(Pointing and labeling entries)
—————
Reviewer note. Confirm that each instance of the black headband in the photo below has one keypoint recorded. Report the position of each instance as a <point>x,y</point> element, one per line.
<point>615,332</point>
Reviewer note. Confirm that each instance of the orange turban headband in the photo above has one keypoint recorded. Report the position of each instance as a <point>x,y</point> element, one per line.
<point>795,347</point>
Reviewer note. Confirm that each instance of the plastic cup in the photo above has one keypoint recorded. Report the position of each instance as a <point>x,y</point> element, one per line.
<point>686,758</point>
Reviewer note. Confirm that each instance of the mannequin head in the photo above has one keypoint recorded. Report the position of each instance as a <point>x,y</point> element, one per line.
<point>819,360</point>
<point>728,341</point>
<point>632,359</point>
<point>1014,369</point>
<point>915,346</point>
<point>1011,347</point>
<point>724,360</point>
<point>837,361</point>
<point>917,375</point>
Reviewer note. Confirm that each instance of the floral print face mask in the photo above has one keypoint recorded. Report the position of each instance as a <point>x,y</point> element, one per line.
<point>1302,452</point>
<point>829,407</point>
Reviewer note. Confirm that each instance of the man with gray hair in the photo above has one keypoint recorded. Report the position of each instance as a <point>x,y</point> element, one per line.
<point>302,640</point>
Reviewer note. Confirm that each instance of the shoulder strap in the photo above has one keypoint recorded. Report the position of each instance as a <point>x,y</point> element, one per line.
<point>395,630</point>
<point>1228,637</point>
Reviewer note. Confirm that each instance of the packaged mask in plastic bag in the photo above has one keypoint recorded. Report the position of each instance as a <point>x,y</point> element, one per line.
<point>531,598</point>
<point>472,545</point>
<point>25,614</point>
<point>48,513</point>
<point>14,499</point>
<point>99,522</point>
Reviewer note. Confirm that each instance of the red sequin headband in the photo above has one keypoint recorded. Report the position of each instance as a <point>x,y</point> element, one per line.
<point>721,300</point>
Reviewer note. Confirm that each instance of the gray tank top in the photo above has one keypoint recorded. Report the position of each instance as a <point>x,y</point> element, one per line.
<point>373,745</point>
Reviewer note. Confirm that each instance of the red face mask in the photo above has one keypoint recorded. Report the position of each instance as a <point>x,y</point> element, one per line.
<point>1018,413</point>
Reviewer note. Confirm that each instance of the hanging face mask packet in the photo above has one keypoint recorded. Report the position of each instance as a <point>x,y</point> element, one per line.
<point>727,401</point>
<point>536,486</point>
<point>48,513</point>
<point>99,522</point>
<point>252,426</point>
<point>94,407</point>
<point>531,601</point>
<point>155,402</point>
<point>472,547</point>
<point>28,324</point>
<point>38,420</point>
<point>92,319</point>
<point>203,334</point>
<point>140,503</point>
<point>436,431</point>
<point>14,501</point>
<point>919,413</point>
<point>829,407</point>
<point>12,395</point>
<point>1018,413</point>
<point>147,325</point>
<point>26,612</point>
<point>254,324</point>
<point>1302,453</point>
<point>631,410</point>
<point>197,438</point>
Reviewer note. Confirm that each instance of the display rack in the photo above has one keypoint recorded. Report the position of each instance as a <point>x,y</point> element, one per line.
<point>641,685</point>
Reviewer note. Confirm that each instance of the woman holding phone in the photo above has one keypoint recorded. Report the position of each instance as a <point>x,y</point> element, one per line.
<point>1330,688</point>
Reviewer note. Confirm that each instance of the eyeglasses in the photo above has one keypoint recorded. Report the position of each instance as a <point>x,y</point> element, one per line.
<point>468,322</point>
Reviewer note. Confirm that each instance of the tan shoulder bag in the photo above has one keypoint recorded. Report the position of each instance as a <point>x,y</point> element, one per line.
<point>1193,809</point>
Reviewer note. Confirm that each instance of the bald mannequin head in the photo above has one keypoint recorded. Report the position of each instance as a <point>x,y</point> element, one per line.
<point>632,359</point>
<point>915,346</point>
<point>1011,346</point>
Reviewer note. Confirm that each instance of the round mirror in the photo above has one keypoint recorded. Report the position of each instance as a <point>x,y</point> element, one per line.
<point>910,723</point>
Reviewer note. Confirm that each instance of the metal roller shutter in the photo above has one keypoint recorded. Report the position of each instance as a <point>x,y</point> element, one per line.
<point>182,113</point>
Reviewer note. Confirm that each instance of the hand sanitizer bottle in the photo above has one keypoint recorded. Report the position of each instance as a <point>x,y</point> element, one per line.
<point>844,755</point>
—————
Prompt: Set down, exactly and in full, the lines from the one containing "Reviewer note. Confirm that each instance of the bald" through the end of the entries; no other line belongs.

Written response:
Reviewer note. Confirm that each instance of the bald mannequin head in the photo above has one keypoint recorded. Report the position of each instance as a <point>x,y</point> element, one per line.
<point>632,359</point>
<point>915,346</point>
<point>1011,346</point>
Reviewer note. Confirm that each instance of the round mirror in the photo above has one keypoint recorded. Report the position of each instance as a <point>x,y</point> element, one per line.
<point>910,723</point>
Reviewer note. Confirm that each instance of the metal roller shutter in the photo above has one keypoint recorded. Report the position of each instance as a <point>x,y</point> element, one per line.
<point>182,113</point>
Reviewer note. Confirm that each instance of the hand sanitizer bottle in the photo above has one keypoint recorded. Report the position of each instance as a <point>x,y</point> element, one per line.
<point>844,755</point>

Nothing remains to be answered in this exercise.